» INPUT FOR THIS TASK:
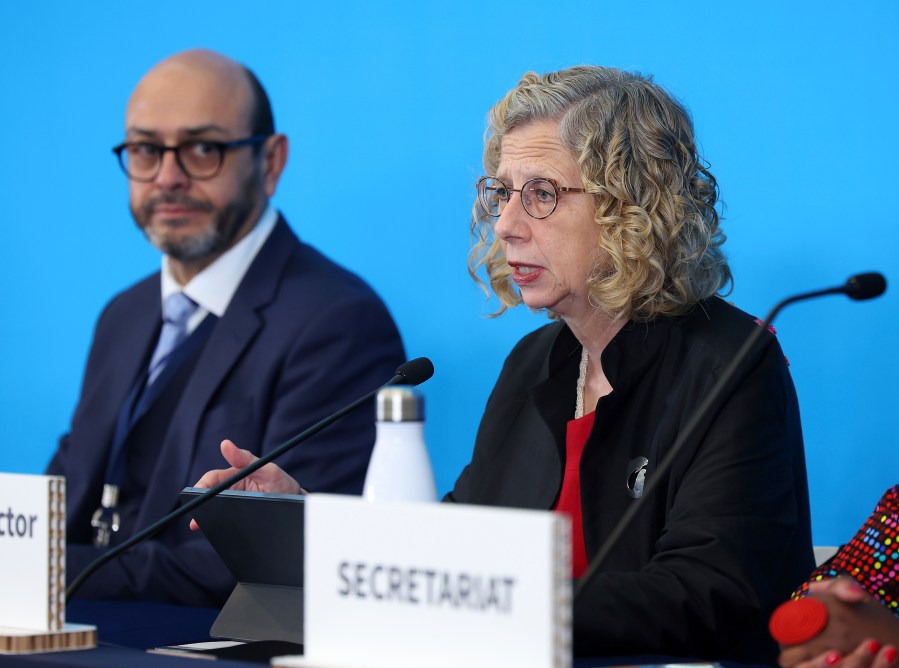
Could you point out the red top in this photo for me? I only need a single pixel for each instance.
(570, 497)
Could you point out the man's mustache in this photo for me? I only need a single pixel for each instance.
(150, 205)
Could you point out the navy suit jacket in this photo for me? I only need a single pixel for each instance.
(301, 338)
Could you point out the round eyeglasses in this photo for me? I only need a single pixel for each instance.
(539, 197)
(198, 158)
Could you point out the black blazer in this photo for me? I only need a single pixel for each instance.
(727, 535)
(301, 338)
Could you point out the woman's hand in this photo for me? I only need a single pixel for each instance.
(860, 631)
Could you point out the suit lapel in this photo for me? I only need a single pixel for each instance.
(230, 337)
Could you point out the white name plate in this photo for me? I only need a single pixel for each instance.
(32, 552)
(397, 585)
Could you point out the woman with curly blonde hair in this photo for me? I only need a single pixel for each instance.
(598, 210)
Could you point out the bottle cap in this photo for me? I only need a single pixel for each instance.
(400, 403)
(797, 622)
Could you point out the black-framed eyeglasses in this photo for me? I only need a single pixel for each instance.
(538, 196)
(198, 158)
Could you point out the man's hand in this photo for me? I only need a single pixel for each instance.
(270, 478)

» INSTRUCTION: Reproduce all of the material above, substituting "coordinate" for every occurrence of "pixel" and keeping everything else the same. Omit the pictures.

» SOLUTION TO THIS TASK:
Could you point out the red top in this photo for me? I only need a single coordinate for each instance.
(570, 497)
Could you point out the man's mustache in this photo for me? I only need a single coordinate for each instance.
(150, 205)
Could you point out the navy suit jacket in this photo for me? I only need a single coordinate for each instance.
(301, 338)
Could you point out the round eyeglasses in this photo for me? I only need a single coordinate for each instance.
(539, 197)
(198, 158)
Could you point out the black blazer in this photo for me? I only need a single coordinate for each instance.
(727, 535)
(301, 338)
Could you point out the woman's hand in this photo for me? I only need a single coordinate for each instance.
(860, 631)
Could you point out the suit lapel in this photo for me? I only need a single coordinate for each instance.
(230, 337)
Could you point out the white name plate in this photo for me? I only need a single coordinate for each instance.
(32, 552)
(397, 585)
Could you point out the woman with curly blonde hair in this photo for me? I only need a single coordinate for each instance.
(598, 210)
Could you point out the bottle cap in this photo for me? I only need a single coordinate for each instance.
(400, 403)
(797, 622)
Could you point out the black-framed eyeglasses in this photo for me? I only need a single coordinate for each instance.
(538, 196)
(198, 158)
Could you point out the man's hand in this photo for me? I only need a single coordinate for each instance.
(270, 478)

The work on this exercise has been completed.